PASSAGE: Begin

The chapter on the evolution of art in the Paleolithic presents an argument for the value of play. Why do human children spend so much time goofing off and doing unimportant things? I remember the hours upon hours spent playing baseball or organizing baseball cards.. and I guess if a couple of months ago I had been asked about the value of all this time, I would have said that it was a product of leisure.. and although I enjoyed every moment of those pursuits, I would not be sure that early humans could have afforded to devote so much time to play.. what with survival looming large.
Guthrie points out that human play was a necessary element in the rearing of human beings that could survive:
Versatile lifeways seem to require a mode of learning that allows individuals to build on a genetically given behavioral base. The raven's genetic program itself has to do with refinement, flexibility, and opportunism. A red poll, on the other hand, keeps closer to a strict agenda. Bent on one main pursuit, it must find and eat birch seeds that have dropped in the snow... A raven's day is not so closely defined. Most primates, likewise, have a rather open-ended day. [377]
In other words, human beings were good survivors because they were able to adapt and respond to opportunities and changes. The life skills necessary for that kind of adaptation are built through long periods of play time among the young.
How has evolution encouraged the acquisition of this practical skill of playing? It has made play enjoyable! That struck me like a flash. As Guthrie notes: "We learn and innovate best when we experience the added zest of delight, not from grim time-punch determination" (377). I won't deny that there are some "lessons" that are not fun.. like learning multiplication tables.. but even there, I remember how much better I did at that task when it was a competition. If there is any big idea that could frame our education of Aurora it would be just this: let learning be a delight.
I also took from Guthrie some ideas about the kind of environment we to build for Aurora.. an environment that would nurture maximum creativity and mental flexibility:
...creativity does not necessarily benefit from high adrenaline. Rather, perceptive breakthroughs seem to occur more often during quasi-meditative states associated with walking, relaxing, reading, and sometimes even sleeping. [390]
I remember when I was younger how long I could lay on my bed and just stare at the ceiling.. seeing shapes and figures arise out of the speckling. What a perfect use of my time! It was more beneficial than being put to work at something useful. Those moments of unstructured time are like oxygen for the mind. When it comes to raising Aurora above all I want to give her that kind of mental space.. and not constant activity. I think this also means having a home that is free from distractions and voices.. like television.

PASSAGE: End
SUPPLIED ENTRIES: Begin

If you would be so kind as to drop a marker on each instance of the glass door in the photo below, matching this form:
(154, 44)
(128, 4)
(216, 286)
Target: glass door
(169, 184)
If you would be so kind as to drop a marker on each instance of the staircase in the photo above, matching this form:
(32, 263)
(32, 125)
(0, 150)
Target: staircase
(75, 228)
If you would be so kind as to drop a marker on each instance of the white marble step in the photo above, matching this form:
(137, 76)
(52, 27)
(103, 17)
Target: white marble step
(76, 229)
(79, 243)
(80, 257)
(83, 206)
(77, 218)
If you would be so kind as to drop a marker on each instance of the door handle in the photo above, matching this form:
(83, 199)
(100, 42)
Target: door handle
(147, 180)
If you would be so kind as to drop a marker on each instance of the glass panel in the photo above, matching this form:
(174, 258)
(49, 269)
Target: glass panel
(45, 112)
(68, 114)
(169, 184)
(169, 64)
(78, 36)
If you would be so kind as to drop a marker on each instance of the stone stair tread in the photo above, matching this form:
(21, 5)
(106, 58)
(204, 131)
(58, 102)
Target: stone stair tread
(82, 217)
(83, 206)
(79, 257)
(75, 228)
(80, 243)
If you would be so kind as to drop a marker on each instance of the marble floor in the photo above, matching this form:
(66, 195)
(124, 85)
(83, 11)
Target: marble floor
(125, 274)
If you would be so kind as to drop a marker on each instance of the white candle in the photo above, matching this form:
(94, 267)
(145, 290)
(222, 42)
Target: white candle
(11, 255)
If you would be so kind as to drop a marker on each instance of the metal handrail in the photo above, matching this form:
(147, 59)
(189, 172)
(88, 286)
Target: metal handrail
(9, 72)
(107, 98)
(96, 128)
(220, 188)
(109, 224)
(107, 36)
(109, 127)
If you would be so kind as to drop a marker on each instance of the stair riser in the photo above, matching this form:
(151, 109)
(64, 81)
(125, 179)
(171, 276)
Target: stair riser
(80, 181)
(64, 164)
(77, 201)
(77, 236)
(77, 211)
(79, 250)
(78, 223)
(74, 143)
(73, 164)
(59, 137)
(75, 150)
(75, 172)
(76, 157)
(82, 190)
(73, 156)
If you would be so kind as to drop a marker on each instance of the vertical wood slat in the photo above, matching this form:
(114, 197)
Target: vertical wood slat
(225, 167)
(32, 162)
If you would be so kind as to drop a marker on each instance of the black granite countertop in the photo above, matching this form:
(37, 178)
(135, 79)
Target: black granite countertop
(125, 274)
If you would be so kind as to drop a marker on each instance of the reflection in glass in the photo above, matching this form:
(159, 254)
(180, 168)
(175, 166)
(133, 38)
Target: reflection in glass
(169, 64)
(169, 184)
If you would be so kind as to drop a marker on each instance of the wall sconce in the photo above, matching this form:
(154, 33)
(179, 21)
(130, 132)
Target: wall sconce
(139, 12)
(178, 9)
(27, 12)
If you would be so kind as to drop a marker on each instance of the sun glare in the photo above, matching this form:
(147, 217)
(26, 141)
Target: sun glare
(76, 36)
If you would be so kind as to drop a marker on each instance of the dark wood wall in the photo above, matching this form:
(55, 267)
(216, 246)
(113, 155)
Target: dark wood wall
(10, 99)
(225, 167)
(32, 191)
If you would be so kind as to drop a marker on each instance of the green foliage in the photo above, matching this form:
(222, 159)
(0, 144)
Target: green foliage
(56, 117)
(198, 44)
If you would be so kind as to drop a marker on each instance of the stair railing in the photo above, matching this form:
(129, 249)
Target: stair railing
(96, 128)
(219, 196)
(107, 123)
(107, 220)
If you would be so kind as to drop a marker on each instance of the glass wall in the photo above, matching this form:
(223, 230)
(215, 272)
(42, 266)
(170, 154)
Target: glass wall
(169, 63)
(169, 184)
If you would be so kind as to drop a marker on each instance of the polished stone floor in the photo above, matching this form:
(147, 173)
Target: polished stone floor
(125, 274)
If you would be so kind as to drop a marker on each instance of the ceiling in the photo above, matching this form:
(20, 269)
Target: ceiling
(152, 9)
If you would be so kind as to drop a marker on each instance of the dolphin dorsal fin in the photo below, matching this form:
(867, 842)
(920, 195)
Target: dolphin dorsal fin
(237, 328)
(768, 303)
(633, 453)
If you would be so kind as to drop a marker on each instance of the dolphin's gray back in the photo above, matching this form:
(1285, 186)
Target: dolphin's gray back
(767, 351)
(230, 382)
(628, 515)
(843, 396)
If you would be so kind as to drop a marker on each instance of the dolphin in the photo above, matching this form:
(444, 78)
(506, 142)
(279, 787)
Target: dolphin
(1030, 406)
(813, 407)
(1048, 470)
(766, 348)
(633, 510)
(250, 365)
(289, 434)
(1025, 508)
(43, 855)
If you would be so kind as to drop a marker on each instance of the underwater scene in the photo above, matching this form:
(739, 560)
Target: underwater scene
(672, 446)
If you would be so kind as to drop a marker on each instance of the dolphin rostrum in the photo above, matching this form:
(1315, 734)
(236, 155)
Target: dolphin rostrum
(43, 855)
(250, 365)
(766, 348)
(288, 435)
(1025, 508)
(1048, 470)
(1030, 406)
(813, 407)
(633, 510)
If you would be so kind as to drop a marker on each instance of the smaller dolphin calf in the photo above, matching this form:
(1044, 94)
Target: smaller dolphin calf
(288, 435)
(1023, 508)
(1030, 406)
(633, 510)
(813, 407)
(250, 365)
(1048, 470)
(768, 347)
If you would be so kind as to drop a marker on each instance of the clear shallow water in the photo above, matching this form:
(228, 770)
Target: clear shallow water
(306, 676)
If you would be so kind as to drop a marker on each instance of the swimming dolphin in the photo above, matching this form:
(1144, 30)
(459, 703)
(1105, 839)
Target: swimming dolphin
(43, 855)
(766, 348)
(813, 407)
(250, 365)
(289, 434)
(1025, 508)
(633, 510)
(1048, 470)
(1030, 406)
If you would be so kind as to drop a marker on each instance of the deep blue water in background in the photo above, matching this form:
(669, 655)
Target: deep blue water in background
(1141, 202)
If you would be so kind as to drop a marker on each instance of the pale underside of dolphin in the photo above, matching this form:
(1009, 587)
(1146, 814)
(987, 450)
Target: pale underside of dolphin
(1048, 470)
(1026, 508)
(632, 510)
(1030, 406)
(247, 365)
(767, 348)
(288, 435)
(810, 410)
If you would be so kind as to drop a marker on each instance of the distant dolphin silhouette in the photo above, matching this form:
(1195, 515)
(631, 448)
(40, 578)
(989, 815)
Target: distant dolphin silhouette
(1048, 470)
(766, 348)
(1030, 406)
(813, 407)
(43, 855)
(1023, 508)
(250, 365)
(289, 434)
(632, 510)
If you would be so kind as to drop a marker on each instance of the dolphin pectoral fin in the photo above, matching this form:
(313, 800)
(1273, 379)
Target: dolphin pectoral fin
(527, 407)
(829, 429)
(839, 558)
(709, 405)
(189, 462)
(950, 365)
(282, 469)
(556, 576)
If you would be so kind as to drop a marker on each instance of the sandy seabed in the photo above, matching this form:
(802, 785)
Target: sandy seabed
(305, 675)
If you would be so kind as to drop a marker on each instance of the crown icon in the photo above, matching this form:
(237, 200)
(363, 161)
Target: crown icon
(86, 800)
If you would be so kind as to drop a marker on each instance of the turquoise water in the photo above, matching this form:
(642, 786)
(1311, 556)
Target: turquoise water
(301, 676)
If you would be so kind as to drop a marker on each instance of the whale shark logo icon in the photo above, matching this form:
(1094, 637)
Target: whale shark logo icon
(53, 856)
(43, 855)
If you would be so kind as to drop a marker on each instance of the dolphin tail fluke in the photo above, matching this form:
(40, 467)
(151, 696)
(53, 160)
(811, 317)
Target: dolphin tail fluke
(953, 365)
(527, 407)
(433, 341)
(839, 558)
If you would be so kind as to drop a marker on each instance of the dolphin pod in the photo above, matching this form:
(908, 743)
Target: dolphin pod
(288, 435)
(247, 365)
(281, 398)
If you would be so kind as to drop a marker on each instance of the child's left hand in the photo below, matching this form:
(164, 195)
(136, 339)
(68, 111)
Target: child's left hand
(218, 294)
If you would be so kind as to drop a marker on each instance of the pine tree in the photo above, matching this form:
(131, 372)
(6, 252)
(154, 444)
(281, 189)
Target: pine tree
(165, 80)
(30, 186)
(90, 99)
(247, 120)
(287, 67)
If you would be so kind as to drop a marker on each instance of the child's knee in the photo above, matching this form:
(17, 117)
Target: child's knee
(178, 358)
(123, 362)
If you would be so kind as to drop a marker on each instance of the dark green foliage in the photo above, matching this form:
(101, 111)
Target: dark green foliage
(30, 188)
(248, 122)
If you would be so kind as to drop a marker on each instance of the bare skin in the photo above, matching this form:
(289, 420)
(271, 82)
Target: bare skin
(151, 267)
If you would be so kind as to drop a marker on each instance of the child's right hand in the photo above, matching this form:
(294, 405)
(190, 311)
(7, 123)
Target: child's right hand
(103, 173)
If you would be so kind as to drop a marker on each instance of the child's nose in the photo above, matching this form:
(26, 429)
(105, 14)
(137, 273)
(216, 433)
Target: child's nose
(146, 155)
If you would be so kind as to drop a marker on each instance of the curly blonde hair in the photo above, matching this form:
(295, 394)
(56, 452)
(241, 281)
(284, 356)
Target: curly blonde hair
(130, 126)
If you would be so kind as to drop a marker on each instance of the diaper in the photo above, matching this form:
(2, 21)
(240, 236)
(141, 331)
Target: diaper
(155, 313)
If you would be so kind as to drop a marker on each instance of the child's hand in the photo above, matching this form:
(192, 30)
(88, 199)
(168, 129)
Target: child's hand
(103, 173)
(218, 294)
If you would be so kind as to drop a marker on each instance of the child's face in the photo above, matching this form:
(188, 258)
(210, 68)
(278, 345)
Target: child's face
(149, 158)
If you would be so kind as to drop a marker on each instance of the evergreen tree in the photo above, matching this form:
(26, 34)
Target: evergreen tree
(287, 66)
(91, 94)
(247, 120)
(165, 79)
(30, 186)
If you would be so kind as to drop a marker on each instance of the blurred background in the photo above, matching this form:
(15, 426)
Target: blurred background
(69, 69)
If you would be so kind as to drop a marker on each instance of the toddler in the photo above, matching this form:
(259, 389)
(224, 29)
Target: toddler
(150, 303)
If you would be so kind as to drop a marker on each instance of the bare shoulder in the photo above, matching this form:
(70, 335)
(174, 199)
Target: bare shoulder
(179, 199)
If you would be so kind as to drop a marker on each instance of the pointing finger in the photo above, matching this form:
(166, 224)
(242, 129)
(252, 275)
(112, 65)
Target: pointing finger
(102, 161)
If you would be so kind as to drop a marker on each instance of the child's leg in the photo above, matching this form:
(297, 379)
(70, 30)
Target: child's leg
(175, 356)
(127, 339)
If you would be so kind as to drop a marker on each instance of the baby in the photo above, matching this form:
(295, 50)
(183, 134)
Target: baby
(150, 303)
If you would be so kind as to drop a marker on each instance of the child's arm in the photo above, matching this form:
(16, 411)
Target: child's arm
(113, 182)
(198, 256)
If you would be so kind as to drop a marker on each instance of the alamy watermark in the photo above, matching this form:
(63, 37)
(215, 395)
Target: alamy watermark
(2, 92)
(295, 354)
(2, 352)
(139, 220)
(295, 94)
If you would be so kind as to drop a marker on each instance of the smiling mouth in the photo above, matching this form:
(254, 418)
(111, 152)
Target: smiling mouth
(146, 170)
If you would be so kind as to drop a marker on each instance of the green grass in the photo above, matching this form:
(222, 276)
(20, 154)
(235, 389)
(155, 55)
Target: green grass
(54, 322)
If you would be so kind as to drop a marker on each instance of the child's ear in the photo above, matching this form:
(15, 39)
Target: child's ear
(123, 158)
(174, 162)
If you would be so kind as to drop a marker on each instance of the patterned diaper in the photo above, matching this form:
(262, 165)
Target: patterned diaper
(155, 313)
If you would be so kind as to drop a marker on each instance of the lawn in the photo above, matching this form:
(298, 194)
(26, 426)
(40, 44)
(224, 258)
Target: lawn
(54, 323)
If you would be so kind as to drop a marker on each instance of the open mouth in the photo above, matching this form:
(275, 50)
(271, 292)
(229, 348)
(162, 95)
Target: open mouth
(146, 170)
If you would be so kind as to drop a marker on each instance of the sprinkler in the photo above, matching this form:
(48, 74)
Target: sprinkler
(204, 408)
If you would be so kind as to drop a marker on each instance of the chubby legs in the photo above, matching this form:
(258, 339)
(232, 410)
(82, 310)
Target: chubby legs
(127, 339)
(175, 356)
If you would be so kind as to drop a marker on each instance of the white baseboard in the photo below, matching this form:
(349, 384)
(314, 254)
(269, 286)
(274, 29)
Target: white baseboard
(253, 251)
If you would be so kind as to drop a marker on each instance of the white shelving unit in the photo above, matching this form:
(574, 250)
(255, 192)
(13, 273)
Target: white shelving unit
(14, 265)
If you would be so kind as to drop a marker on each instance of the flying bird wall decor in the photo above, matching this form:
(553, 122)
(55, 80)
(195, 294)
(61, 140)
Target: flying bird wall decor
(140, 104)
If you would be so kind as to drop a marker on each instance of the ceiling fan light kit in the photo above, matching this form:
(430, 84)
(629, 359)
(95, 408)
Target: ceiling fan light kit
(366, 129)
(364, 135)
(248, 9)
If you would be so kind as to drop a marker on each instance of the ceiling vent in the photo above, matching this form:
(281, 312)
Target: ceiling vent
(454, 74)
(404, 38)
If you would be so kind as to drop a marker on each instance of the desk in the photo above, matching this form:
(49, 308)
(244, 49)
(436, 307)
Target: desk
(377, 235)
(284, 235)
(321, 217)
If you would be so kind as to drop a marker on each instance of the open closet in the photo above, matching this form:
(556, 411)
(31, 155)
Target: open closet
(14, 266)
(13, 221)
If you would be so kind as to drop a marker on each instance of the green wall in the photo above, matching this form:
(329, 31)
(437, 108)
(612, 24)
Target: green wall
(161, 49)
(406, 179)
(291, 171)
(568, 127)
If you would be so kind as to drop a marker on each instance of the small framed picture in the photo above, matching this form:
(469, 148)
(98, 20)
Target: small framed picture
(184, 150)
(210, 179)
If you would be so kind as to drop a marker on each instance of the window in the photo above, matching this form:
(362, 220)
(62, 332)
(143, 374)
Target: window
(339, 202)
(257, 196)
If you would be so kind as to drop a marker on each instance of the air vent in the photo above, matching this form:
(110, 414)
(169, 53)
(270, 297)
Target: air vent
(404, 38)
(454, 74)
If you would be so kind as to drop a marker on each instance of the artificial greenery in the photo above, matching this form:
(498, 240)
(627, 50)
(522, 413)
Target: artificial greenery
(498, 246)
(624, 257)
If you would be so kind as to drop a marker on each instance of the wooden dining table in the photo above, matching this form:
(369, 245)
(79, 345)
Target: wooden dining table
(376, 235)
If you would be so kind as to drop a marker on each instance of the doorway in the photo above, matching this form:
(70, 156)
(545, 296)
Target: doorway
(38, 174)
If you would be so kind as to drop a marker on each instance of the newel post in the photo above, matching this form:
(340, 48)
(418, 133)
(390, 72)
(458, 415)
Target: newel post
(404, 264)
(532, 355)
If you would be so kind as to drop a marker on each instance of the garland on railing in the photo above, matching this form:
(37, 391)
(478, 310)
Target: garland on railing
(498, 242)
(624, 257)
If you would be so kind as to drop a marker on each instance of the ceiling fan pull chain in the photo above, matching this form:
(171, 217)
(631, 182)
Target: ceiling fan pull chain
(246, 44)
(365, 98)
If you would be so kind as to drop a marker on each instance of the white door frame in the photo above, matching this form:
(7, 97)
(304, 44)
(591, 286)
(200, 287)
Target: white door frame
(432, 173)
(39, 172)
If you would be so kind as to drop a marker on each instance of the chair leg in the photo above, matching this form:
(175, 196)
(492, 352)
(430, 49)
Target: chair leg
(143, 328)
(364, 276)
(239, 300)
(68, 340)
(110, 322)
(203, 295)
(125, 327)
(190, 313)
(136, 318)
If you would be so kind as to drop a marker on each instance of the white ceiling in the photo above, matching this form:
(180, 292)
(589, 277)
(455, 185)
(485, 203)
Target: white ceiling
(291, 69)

SUPPLIED ENTRIES: End

- COMPLETE THE FOLLOWING
a) Reproduce the reflection on play from "Guthrie points out" to "among the young.".
b) In the reflection on play, the quoted passage on creativity names the states during which perceptive breakthroughs seem to occur more often. List those states.

- EXPECTED RESULTS
a)
Guthrie points out that human play was a necessary element in the rearing of human beings that could survive:
Versatile lifeways seem to require a mode of learning that allows individuals to build on a genetically given behavioral base. The raven's genetic program itself has to do with refinement, flexibility, and opportunism. A red poll, on the other hand, keeps closer to a strict agenda. Bent on one main pursuit, it must find and eat birch seeds that have dropped in the snow... A raven's day is not so closely defined. Most primates, likewise, have a rather open-ended day. [377]
In other words, human beings were good survivors because they were able to adapt and respond to opportunities and changes. The life skills necessary for that kind of adaptation are built through long periods of play time among the young.

b)
- walking
- relaxing
- reading
- sleeping